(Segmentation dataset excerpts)
━━━

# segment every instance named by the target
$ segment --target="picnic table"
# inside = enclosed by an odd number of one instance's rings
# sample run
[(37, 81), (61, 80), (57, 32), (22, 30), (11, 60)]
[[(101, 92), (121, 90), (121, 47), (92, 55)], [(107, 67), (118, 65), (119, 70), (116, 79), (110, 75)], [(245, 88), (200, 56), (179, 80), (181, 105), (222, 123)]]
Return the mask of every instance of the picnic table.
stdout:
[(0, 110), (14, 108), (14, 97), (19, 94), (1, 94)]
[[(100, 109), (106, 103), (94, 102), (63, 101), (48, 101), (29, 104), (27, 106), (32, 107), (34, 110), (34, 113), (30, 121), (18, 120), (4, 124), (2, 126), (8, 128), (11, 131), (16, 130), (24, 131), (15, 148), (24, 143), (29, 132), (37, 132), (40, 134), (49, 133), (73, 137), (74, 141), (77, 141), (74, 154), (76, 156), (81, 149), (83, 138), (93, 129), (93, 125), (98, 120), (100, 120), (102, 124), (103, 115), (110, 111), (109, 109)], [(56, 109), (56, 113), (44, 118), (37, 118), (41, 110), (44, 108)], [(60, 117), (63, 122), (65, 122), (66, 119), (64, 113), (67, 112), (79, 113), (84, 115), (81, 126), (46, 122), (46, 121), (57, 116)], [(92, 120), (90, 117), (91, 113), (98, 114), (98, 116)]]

━━━

Update the records above by replacing "picnic table" with "park bench" wherever it occurs. Leave everything else unchanged.

Answer to this problem |
# segment every instance named by the target
$ segment --target="park bench"
# inside = enclosed by an odd number of one instance's rings
# sample run
[(37, 81), (61, 80), (57, 32), (22, 30), (11, 60)]
[[(101, 92), (121, 90), (121, 47), (92, 55)], [(107, 67), (118, 65), (119, 70), (116, 79), (110, 75)], [(245, 88), (200, 56), (179, 80), (181, 105), (222, 123)]]
Return the mask of every instance of the park bench.
stdout:
[(0, 110), (14, 108), (14, 97), (19, 94), (1, 94)]
[[(100, 109), (106, 103), (94, 102), (63, 101), (48, 101), (29, 104), (27, 106), (32, 107), (34, 110), (34, 113), (30, 121), (18, 120), (4, 124), (2, 126), (8, 128), (11, 131), (16, 130), (24, 131), (15, 148), (24, 143), (29, 132), (37, 132), (40, 134), (49, 133), (73, 137), (74, 141), (77, 141), (74, 154), (76, 156), (81, 149), (83, 138), (93, 129), (93, 125), (98, 120), (100, 120), (102, 124), (103, 115), (110, 111), (109, 109)], [(56, 109), (56, 113), (44, 118), (37, 118), (41, 110), (44, 108)], [(60, 117), (63, 122), (65, 122), (66, 119), (64, 113), (67, 112), (79, 113), (84, 115), (81, 126), (46, 122), (46, 121), (57, 116)], [(92, 120), (90, 117), (91, 113), (98, 114), (98, 116)]]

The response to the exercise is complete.